### RECORDED DATA ###

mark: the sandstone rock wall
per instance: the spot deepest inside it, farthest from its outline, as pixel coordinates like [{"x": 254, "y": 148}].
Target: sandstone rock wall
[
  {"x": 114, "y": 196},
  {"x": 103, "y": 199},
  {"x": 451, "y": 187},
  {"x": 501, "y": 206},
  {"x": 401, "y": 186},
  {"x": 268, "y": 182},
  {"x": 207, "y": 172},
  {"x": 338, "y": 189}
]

###

▶ [GIVEN TASK] Put every line of the listing above into a numbered list, leaving out any blank lines.

▶ [EXERCISE SOLUTION]
1. mark: the sandstone rock wall
2. per instance: the spot deepest inside it, farthest from its outline, as pixel coordinates like [{"x": 254, "y": 148}].
3. Target: sandstone rock wall
4. [
5.   {"x": 114, "y": 196},
6.   {"x": 103, "y": 199},
7.   {"x": 451, "y": 187},
8.   {"x": 501, "y": 206},
9.   {"x": 401, "y": 186},
10.   {"x": 268, "y": 182},
11.   {"x": 207, "y": 172},
12.   {"x": 338, "y": 189}
13. ]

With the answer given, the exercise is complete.